Stored records
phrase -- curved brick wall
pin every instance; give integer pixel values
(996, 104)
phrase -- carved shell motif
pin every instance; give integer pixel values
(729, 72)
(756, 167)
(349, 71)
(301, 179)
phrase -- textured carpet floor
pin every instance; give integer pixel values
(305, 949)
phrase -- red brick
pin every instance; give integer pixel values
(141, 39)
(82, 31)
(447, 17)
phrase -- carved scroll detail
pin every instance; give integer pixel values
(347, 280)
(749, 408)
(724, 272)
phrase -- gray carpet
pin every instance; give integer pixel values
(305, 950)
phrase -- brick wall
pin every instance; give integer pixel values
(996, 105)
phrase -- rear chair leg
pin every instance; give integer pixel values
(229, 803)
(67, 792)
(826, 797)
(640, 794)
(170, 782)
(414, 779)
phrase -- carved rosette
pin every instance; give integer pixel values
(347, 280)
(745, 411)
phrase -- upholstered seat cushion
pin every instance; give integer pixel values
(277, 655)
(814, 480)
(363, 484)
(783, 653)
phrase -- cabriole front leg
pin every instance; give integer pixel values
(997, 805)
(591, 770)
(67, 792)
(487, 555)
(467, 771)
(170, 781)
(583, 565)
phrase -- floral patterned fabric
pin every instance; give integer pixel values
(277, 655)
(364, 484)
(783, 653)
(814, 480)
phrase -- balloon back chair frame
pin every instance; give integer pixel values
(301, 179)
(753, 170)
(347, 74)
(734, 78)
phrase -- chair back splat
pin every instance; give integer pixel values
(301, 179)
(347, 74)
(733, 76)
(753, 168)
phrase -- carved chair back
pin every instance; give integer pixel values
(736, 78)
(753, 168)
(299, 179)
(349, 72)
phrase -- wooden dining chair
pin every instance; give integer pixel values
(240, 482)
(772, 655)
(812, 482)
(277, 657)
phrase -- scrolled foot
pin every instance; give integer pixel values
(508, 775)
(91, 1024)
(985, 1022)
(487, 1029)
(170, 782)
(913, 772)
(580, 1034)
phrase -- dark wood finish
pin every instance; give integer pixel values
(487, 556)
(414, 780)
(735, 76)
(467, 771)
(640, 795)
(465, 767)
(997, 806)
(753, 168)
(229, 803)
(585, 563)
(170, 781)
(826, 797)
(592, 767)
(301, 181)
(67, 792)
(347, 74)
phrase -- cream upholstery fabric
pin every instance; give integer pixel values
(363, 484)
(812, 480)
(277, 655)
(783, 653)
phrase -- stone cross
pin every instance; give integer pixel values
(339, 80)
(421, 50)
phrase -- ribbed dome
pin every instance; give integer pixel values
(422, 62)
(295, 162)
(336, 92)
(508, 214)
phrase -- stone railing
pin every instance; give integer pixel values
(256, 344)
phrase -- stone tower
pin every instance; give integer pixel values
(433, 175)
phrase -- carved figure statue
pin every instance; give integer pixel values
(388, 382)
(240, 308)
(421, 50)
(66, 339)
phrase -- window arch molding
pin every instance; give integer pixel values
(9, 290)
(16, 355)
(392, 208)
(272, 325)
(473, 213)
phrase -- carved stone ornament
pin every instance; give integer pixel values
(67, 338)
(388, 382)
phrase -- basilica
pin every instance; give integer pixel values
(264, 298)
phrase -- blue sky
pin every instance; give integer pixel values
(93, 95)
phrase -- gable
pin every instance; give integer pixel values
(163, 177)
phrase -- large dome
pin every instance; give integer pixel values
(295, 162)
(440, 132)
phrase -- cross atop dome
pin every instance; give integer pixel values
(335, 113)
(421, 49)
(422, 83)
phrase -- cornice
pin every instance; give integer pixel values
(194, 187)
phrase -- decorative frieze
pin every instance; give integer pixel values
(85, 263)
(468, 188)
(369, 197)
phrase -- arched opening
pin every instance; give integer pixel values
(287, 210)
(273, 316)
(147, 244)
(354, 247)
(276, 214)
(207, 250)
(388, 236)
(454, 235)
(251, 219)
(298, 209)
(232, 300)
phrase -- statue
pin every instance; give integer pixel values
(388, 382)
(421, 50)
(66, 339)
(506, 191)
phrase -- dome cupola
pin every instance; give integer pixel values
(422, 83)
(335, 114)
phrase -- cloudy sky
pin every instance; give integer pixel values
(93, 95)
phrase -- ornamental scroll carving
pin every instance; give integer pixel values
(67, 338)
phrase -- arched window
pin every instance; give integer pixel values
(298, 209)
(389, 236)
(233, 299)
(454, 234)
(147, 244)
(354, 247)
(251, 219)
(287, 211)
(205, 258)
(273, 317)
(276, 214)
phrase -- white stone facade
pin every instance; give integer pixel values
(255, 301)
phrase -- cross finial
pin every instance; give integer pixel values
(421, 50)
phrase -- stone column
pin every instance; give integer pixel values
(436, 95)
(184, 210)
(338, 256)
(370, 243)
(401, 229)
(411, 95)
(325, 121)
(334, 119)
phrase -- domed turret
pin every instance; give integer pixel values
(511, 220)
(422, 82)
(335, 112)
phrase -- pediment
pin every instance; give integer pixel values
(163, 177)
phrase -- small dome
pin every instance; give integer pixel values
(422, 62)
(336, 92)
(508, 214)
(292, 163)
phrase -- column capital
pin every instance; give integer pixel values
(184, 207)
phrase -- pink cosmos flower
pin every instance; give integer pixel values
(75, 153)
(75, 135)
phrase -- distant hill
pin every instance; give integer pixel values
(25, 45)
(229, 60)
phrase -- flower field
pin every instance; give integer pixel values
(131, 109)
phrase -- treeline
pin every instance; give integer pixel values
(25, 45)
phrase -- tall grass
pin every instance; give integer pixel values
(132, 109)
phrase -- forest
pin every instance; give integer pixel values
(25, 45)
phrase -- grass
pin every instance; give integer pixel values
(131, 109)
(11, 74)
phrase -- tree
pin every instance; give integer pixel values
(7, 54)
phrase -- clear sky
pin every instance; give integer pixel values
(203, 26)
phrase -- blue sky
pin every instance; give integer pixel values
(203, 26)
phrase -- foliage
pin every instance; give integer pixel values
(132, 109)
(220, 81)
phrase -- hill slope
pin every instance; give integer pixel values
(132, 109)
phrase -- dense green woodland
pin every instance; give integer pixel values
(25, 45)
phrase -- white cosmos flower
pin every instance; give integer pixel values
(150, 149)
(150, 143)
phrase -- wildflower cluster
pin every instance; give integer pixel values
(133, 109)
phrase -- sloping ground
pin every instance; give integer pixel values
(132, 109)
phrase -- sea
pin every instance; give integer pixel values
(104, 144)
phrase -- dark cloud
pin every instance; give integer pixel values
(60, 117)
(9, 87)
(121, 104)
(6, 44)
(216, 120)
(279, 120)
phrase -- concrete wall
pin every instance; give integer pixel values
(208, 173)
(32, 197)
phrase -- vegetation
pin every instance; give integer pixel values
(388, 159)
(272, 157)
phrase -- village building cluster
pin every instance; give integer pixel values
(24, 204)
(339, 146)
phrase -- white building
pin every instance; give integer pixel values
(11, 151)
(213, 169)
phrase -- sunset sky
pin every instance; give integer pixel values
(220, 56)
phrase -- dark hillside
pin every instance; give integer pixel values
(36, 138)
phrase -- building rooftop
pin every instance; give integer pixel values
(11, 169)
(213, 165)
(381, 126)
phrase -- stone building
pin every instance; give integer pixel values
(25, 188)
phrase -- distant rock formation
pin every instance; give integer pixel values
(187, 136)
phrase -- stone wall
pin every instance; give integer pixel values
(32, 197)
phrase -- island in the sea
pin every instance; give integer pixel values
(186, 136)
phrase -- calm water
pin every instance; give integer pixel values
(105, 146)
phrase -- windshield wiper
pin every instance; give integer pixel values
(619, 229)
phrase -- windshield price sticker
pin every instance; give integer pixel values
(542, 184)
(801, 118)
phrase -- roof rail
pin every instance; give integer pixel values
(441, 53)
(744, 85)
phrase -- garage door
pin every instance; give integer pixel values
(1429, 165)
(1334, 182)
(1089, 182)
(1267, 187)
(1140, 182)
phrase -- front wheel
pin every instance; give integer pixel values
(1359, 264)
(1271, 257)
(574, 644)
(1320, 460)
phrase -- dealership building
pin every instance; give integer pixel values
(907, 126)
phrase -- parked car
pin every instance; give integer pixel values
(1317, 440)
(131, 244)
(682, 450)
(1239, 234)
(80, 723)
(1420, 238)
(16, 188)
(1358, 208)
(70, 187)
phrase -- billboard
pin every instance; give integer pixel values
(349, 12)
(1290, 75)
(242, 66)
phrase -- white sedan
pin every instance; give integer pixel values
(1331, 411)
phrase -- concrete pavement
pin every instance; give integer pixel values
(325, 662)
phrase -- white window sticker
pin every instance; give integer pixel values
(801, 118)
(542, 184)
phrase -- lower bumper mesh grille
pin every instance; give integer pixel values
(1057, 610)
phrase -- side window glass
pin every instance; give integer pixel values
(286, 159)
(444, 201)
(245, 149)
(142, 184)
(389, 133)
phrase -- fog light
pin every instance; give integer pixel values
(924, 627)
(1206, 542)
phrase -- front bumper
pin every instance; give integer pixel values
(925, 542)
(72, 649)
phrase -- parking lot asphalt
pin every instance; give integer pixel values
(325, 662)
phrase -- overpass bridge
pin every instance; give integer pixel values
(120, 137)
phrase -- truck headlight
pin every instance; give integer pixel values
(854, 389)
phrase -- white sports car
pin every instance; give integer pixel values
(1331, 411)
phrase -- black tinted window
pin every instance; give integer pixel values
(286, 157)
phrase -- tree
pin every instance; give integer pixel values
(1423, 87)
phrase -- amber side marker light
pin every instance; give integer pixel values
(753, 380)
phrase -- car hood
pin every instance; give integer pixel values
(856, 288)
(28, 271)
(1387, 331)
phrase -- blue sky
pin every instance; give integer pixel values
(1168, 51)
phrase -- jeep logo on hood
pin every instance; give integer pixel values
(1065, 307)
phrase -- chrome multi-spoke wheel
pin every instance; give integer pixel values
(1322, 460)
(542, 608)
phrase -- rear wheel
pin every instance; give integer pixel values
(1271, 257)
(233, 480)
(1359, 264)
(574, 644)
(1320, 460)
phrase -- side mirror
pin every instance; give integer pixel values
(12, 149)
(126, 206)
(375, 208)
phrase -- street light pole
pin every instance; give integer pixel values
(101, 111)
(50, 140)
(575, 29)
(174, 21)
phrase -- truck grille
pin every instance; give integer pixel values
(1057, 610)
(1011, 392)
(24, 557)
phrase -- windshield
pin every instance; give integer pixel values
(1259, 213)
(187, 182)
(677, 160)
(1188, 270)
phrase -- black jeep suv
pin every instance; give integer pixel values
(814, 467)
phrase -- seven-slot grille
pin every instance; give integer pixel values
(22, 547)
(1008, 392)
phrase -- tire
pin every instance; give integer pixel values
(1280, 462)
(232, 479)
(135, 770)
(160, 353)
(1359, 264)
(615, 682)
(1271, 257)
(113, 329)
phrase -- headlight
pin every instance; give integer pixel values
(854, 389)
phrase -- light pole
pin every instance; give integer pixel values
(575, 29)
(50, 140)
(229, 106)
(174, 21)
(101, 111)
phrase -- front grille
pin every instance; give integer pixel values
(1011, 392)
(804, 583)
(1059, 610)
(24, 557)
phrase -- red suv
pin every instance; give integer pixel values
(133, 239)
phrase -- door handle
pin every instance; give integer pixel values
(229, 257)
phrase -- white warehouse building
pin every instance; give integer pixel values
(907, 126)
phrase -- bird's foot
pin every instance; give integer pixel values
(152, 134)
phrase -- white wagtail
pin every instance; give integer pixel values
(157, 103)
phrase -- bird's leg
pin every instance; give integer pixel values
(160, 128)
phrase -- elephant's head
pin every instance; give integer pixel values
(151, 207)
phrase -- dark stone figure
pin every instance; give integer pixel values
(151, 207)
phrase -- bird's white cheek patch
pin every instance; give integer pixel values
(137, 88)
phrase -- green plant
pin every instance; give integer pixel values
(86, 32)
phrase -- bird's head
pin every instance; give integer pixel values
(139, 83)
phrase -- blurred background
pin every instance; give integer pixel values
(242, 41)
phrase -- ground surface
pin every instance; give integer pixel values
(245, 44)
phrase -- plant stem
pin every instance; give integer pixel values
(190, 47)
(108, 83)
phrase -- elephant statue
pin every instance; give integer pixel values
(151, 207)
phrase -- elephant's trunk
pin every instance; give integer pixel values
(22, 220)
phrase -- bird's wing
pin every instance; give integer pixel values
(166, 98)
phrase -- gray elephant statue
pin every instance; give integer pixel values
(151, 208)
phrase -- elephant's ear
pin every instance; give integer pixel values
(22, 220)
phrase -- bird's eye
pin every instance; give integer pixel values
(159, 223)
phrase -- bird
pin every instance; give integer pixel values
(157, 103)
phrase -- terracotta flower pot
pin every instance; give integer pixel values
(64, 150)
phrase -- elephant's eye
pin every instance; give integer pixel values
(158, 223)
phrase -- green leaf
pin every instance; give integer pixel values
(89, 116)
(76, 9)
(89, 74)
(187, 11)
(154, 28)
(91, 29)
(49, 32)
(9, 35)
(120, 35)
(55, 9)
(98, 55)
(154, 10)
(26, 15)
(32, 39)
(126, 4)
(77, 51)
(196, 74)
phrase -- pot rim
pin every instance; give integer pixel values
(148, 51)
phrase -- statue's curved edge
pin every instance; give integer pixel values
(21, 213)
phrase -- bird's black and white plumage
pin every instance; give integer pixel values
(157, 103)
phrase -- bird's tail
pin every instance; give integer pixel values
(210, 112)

• Exercise details
Repeat only what runs from the line holding "phrase -- terracotta flower pot" to the end of the data, keeping every line exactly as written, first and last included.

• Reply to the exercise
phrase -- terracotta flower pot
pin every instance; give integer pixel values
(64, 150)
phrase -- elephant's eye
pin every instance; give integer pixel values
(158, 223)
phrase -- green leaf
pin every instance; give integer pixel values
(89, 116)
(76, 9)
(89, 74)
(187, 11)
(154, 28)
(91, 29)
(49, 32)
(9, 35)
(120, 35)
(55, 9)
(98, 55)
(154, 10)
(26, 15)
(32, 39)
(126, 4)
(77, 51)
(196, 74)
phrase -- pot rim
pin every instance; give integer pixel values
(148, 51)
phrase -- statue's curved edge
pin every instance; give integer pixel values
(21, 213)
phrase -- bird's black and white plumage
pin every instance; give integer pixel values
(157, 103)
phrase -- bird's tail
pin every instance; give integer pixel values
(210, 112)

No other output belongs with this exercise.